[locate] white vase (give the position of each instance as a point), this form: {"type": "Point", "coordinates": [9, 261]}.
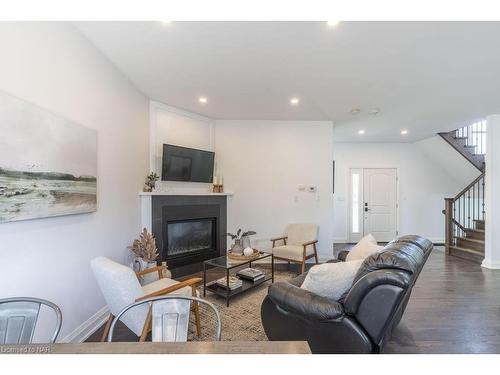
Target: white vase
{"type": "Point", "coordinates": [140, 265]}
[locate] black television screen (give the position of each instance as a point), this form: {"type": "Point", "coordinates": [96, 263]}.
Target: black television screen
{"type": "Point", "coordinates": [187, 164]}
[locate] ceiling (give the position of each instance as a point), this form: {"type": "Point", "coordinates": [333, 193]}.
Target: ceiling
{"type": "Point", "coordinates": [424, 77]}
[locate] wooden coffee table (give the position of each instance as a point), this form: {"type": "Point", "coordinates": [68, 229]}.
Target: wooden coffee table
{"type": "Point", "coordinates": [231, 266]}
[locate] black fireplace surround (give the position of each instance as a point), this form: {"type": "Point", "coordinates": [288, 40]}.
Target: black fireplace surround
{"type": "Point", "coordinates": [188, 230]}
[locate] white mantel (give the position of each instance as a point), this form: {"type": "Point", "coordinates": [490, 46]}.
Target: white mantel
{"type": "Point", "coordinates": [146, 204]}
{"type": "Point", "coordinates": [148, 194]}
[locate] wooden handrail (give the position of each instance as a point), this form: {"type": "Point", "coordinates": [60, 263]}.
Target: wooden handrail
{"type": "Point", "coordinates": [458, 224]}
{"type": "Point", "coordinates": [468, 187]}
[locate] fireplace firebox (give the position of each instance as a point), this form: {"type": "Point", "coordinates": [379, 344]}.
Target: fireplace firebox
{"type": "Point", "coordinates": [190, 237]}
{"type": "Point", "coordinates": [189, 230]}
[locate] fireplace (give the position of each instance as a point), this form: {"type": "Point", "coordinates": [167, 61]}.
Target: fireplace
{"type": "Point", "coordinates": [187, 237]}
{"type": "Point", "coordinates": [188, 230]}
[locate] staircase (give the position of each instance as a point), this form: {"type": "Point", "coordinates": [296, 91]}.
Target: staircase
{"type": "Point", "coordinates": [465, 213]}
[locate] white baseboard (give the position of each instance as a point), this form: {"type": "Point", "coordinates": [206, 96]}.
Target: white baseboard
{"type": "Point", "coordinates": [87, 328]}
{"type": "Point", "coordinates": [345, 241]}
{"type": "Point", "coordinates": [490, 265]}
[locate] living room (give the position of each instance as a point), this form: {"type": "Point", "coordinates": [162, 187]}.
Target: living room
{"type": "Point", "coordinates": [287, 187]}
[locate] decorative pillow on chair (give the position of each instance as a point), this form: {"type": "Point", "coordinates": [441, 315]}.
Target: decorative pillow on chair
{"type": "Point", "coordinates": [331, 280]}
{"type": "Point", "coordinates": [364, 248]}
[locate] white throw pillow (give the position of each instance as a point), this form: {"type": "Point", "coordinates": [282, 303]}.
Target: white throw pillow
{"type": "Point", "coordinates": [331, 280]}
{"type": "Point", "coordinates": [364, 248]}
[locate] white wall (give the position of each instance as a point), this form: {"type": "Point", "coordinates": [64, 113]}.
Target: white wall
{"type": "Point", "coordinates": [423, 185]}
{"type": "Point", "coordinates": [492, 199]}
{"type": "Point", "coordinates": [53, 66]}
{"type": "Point", "coordinates": [263, 162]}
{"type": "Point", "coordinates": [170, 125]}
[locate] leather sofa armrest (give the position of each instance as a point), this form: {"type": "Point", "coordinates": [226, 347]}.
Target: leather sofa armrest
{"type": "Point", "coordinates": [342, 255]}
{"type": "Point", "coordinates": [299, 280]}
{"type": "Point", "coordinates": [370, 281]}
{"type": "Point", "coordinates": [296, 300]}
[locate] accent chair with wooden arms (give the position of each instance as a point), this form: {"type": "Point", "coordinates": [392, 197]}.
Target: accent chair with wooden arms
{"type": "Point", "coordinates": [120, 287]}
{"type": "Point", "coordinates": [298, 244]}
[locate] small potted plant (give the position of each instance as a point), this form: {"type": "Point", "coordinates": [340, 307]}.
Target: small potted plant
{"type": "Point", "coordinates": [145, 251]}
{"type": "Point", "coordinates": [151, 182]}
{"type": "Point", "coordinates": [241, 240]}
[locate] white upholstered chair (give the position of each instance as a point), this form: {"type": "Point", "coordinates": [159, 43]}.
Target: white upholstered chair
{"type": "Point", "coordinates": [120, 287]}
{"type": "Point", "coordinates": [299, 244]}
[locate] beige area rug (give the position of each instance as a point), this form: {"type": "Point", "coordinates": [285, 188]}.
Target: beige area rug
{"type": "Point", "coordinates": [241, 320]}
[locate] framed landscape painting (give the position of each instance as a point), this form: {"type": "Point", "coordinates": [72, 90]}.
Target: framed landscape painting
{"type": "Point", "coordinates": [48, 164]}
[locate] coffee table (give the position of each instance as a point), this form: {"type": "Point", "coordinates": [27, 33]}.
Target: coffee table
{"type": "Point", "coordinates": [230, 265]}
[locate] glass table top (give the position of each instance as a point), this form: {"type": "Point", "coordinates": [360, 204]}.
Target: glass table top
{"type": "Point", "coordinates": [226, 262]}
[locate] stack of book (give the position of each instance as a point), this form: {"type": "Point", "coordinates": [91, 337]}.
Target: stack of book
{"type": "Point", "coordinates": [234, 283]}
{"type": "Point", "coordinates": [251, 274]}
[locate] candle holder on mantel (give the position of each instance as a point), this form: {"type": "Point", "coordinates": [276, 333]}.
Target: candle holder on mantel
{"type": "Point", "coordinates": [218, 184]}
{"type": "Point", "coordinates": [218, 188]}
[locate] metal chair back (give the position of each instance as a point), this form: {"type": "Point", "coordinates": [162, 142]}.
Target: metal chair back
{"type": "Point", "coordinates": [18, 318]}
{"type": "Point", "coordinates": [170, 317]}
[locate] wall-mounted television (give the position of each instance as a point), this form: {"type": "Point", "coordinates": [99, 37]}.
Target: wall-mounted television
{"type": "Point", "coordinates": [187, 164]}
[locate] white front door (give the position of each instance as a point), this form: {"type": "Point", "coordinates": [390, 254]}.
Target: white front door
{"type": "Point", "coordinates": [373, 203]}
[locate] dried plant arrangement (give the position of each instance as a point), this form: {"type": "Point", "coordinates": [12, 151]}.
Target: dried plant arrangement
{"type": "Point", "coordinates": [145, 247]}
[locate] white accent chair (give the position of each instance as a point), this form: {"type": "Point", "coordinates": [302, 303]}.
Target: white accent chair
{"type": "Point", "coordinates": [299, 244]}
{"type": "Point", "coordinates": [120, 287]}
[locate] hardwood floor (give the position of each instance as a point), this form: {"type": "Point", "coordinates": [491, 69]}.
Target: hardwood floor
{"type": "Point", "coordinates": [454, 308]}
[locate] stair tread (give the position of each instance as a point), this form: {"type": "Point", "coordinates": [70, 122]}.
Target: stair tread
{"type": "Point", "coordinates": [470, 239]}
{"type": "Point", "coordinates": [474, 230]}
{"type": "Point", "coordinates": [466, 250]}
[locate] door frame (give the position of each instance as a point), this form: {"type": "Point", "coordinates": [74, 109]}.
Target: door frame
{"type": "Point", "coordinates": [349, 234]}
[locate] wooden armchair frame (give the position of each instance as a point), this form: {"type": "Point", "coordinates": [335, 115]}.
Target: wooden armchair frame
{"type": "Point", "coordinates": [192, 282]}
{"type": "Point", "coordinates": [304, 252]}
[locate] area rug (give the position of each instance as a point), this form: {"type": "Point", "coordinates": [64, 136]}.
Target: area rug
{"type": "Point", "coordinates": [241, 320]}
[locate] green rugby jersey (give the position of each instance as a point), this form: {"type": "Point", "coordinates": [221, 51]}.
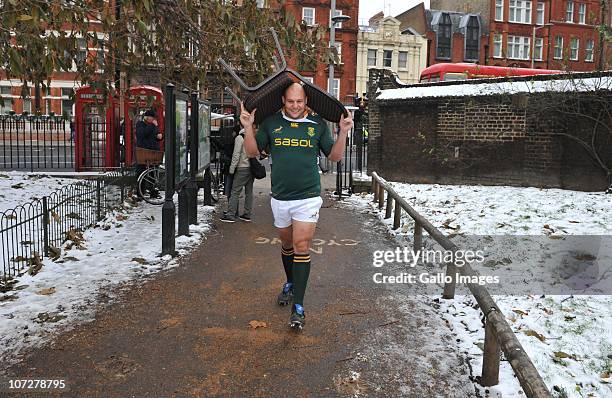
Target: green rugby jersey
{"type": "Point", "coordinates": [294, 146]}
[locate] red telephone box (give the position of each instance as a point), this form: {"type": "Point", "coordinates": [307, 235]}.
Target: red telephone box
{"type": "Point", "coordinates": [138, 100]}
{"type": "Point", "coordinates": [97, 132]}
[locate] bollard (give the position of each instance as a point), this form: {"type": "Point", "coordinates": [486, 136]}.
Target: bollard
{"type": "Point", "coordinates": [208, 188]}
{"type": "Point", "coordinates": [98, 200]}
{"type": "Point", "coordinates": [183, 213]}
{"type": "Point", "coordinates": [389, 206]}
{"type": "Point", "coordinates": [375, 189]}
{"type": "Point", "coordinates": [46, 226]}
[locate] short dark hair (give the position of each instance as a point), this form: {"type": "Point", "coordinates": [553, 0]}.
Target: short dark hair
{"type": "Point", "coordinates": [291, 85]}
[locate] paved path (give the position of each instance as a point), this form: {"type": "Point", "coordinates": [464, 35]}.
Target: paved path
{"type": "Point", "coordinates": [186, 333]}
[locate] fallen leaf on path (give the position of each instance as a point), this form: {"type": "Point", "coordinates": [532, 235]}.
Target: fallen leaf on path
{"type": "Point", "coordinates": [257, 324]}
{"type": "Point", "coordinates": [533, 333]}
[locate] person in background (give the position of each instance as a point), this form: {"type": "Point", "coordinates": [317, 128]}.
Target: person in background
{"type": "Point", "coordinates": [240, 169]}
{"type": "Point", "coordinates": [147, 137]}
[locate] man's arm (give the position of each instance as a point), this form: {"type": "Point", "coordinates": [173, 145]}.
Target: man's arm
{"type": "Point", "coordinates": [337, 151]}
{"type": "Point", "coordinates": [238, 142]}
{"type": "Point", "coordinates": [250, 144]}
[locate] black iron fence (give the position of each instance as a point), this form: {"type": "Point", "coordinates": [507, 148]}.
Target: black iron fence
{"type": "Point", "coordinates": [355, 158]}
{"type": "Point", "coordinates": [33, 142]}
{"type": "Point", "coordinates": [39, 228]}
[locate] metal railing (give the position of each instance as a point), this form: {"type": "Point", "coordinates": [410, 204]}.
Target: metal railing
{"type": "Point", "coordinates": [39, 228]}
{"type": "Point", "coordinates": [354, 160]}
{"type": "Point", "coordinates": [32, 142]}
{"type": "Point", "coordinates": [498, 334]}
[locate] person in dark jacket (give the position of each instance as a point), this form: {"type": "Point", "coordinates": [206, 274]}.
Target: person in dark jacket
{"type": "Point", "coordinates": [148, 137]}
{"type": "Point", "coordinates": [147, 132]}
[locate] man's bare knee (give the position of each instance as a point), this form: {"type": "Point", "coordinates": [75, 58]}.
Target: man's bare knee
{"type": "Point", "coordinates": [286, 237]}
{"type": "Point", "coordinates": [301, 245]}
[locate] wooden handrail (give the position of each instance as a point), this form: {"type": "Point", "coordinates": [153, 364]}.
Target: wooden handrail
{"type": "Point", "coordinates": [498, 334]}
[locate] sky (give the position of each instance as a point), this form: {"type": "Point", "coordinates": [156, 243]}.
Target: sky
{"type": "Point", "coordinates": [368, 8]}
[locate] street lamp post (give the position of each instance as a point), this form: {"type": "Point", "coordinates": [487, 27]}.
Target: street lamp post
{"type": "Point", "coordinates": [332, 42]}
{"type": "Point", "coordinates": [535, 28]}
{"type": "Point", "coordinates": [334, 19]}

━━━━━━━━━━━━━━━━

- YOUR INSTRUCTIONS -
Copy out the range of lines above starting at the line with "Target: black iron fence" and ending at the line with "[locate] metal railing", exactly and including both.

- REPLY TO THE TASK -
Target: black iron fence
{"type": "Point", "coordinates": [355, 158]}
{"type": "Point", "coordinates": [33, 142]}
{"type": "Point", "coordinates": [39, 228]}
[locate] metal railing (give the position of each instance as a point), this form: {"type": "Point", "coordinates": [410, 204]}.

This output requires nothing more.